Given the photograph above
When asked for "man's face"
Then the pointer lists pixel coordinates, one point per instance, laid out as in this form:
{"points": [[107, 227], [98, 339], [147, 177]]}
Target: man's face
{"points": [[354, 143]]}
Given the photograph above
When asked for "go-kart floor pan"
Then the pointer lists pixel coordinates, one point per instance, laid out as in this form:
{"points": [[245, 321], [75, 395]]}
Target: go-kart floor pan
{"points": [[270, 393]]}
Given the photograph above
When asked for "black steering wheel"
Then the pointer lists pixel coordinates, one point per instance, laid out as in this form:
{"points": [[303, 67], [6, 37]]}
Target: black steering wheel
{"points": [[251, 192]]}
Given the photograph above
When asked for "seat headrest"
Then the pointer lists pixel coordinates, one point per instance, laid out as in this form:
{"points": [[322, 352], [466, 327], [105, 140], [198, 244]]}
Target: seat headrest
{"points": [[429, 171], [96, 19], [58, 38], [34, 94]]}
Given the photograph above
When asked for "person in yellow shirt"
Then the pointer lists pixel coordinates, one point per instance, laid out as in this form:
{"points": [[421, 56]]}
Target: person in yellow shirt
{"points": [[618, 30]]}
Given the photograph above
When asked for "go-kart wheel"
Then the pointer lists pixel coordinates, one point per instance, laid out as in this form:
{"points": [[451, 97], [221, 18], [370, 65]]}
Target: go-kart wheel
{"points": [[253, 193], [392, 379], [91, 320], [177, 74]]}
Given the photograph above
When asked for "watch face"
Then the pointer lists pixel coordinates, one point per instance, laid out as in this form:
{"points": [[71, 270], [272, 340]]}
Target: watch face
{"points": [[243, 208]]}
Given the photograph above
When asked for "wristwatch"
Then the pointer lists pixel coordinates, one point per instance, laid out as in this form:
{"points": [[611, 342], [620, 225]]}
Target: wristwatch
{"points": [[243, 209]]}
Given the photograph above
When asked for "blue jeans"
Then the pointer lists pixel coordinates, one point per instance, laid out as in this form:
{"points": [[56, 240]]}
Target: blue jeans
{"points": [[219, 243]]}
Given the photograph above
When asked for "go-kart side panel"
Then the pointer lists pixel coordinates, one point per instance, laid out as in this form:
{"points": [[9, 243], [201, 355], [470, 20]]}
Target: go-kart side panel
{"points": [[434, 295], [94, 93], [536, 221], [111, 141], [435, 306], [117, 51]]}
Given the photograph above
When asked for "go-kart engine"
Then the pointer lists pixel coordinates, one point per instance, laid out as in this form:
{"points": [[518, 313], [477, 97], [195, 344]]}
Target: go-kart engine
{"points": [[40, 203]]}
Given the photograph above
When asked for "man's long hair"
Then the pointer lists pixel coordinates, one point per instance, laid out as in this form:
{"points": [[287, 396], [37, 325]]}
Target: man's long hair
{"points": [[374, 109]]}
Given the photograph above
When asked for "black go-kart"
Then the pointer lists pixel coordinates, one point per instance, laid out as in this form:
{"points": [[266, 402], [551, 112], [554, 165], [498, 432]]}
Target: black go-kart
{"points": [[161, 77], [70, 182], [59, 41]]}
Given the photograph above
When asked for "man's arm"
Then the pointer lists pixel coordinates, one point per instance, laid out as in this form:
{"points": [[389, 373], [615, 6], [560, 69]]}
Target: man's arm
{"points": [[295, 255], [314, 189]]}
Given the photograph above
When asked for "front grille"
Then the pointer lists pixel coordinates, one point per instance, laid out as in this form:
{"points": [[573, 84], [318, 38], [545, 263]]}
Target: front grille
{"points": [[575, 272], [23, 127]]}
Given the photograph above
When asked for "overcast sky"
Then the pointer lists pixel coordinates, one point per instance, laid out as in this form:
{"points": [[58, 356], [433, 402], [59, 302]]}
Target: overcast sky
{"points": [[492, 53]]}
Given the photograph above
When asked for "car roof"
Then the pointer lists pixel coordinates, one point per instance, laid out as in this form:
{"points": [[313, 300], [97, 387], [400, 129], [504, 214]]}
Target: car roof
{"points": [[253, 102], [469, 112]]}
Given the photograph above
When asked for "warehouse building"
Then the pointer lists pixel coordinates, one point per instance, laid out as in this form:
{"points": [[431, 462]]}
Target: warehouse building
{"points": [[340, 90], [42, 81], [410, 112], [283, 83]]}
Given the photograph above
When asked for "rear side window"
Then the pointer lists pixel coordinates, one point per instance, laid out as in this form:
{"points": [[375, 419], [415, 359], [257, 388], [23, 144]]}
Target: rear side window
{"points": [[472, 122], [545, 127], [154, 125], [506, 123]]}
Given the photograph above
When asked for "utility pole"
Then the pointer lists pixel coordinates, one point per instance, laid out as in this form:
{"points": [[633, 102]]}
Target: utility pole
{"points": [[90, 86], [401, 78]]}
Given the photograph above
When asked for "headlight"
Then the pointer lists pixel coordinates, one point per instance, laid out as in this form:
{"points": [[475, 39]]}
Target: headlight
-------
Please reproduce every line of the material word for word.

◆ Solution for this task
Given the photograph above
When asked for "man's face"
Then the pointer lists pixel coordinates, one point per instance, laid out as in this form:
{"points": [[107, 227], [98, 339], [147, 177]]}
Target: man's face
{"points": [[354, 143]]}
Given the photograph above
When asked for "go-kart floor pan"
Then the pointer lists pixel coordinates, one point per instance, laid out as in this form:
{"points": [[245, 321], [75, 395]]}
Target: go-kart floor pan
{"points": [[270, 393]]}
Given the photograph above
When asked for "black steering wheel"
Then the pointer lists pixel coordinates, one point per instance, laid out as in this form:
{"points": [[303, 67], [6, 37]]}
Target: black steering wheel
{"points": [[251, 192]]}
Given the photograph above
When asked for "seat headrest"
Then the pointer lists pixel coordinates, one point per instance, laid out as in this form:
{"points": [[322, 352], [466, 327], [105, 140], [198, 244]]}
Target: seat headrest
{"points": [[429, 171], [96, 19], [58, 38], [34, 94]]}
Given the photograph above
When asked for "person in yellow shirt"
Then the pointer lists pixel coordinates, one point per instance, laid out as in this form:
{"points": [[421, 56]]}
Target: person in yellow shirt
{"points": [[618, 30]]}
Given the photograph above
When asked for "go-kart wheel"
Then the pointer lists pixel coordinates, one point per instance, laid out as in this form:
{"points": [[451, 97], [221, 18], [370, 65]]}
Target: go-kart wheel
{"points": [[253, 193], [392, 379], [91, 320], [177, 74]]}
Given the photograph above
When asked for "watch face"
Then the pointer lists pixel coordinates, one point per instance, laid out as in this form:
{"points": [[71, 270], [272, 340]]}
Target: watch face
{"points": [[243, 208]]}
Given the photograph above
When asked for "wristwatch"
Then the pointer lists pixel coordinates, one point per instance, laid out as in this form:
{"points": [[611, 342], [620, 225]]}
Target: wristwatch
{"points": [[243, 209]]}
Given the photograph above
When asked for "blue jeans"
Then the pointer lists pixel coordinates, one point per instance, laid out as in this form:
{"points": [[56, 240]]}
Target: blue jeans
{"points": [[219, 243]]}
Given the photograph above
When asked for "go-kart side panel"
Then the pointer lists pixel coordinates, one point per instance, laid out as in this form:
{"points": [[9, 243], [201, 355], [470, 20]]}
Target: go-kart side panel
{"points": [[434, 295], [94, 93], [536, 221], [111, 141], [435, 306], [117, 51]]}
Given the photograph above
When asked for "go-kart engine"
Then the pointer lists pixel coordinates, one point per instance, laid out as in this form:
{"points": [[518, 313], [477, 97], [195, 344]]}
Target: go-kart engine
{"points": [[40, 203]]}
Given the photograph above
When asked for "man's long hair"
Then the pointer lists pixel coordinates, one point per instance, laid out as in this form:
{"points": [[287, 396], [37, 325]]}
Target: man's long hair
{"points": [[374, 109]]}
Given the photograph above
When asked for "black go-kart"
Then the pointer lists pixel coordinates, one point per instance, laid out as in this form:
{"points": [[266, 402], [551, 112], [554, 165], [498, 432]]}
Target: black go-kart
{"points": [[161, 77], [70, 182], [59, 41]]}
Given the photograph above
When asked for "man's arm"
Then the pointer lists pixel coordinates, one point per instance, laid out as in this form:
{"points": [[389, 373], [615, 6], [560, 69]]}
Target: man's arm
{"points": [[295, 255], [314, 189]]}
Given the photograph above
When asked for "front grille"
Then the pointer lists pixel coordinates, one point per instance, laid out as in this form:
{"points": [[573, 84], [318, 38], [545, 263]]}
Target: front grille
{"points": [[575, 272], [23, 127]]}
Given the photograph above
When asked for "overcast sky"
Then the pointer lists pixel coordinates, one point per instance, laid out as in this form:
{"points": [[58, 356], [433, 402], [59, 302]]}
Target: overcast sky
{"points": [[492, 53]]}
Given the photograph above
When asked for "car roof"
Then the pointer lists pixel coordinates, one point per instance, laid out as in this form:
{"points": [[313, 300], [97, 387], [400, 129], [504, 214]]}
Target: car roof
{"points": [[253, 102], [469, 112]]}
Given the photograph above
When asked for "warehouse building"
Then the pointer lists pixel coordinates, one point per instance, laid out as in this form:
{"points": [[431, 462]]}
Target: warehouse building
{"points": [[340, 90], [42, 81], [410, 112], [283, 83]]}
Given the photograph above
When asked for "rear side window"
Then the pointer lists pixel coordinates, one point per instance, laid out as in this form:
{"points": [[375, 419], [415, 359], [257, 388], [23, 144]]}
Target: rear side window
{"points": [[472, 122], [545, 127], [154, 125], [506, 123]]}
Given the photograph above
When asked for "utility pole"
Then the pointer lists pixel coordinates, one point per instance, laid out as in this form:
{"points": [[633, 102]]}
Target: utility pole
{"points": [[90, 86], [401, 78]]}
Given the photograph above
When asked for "headlight"
Then the pointer lists pixel coordinates, one point per instance, laid out as in this form:
{"points": [[475, 39]]}
Target: headlight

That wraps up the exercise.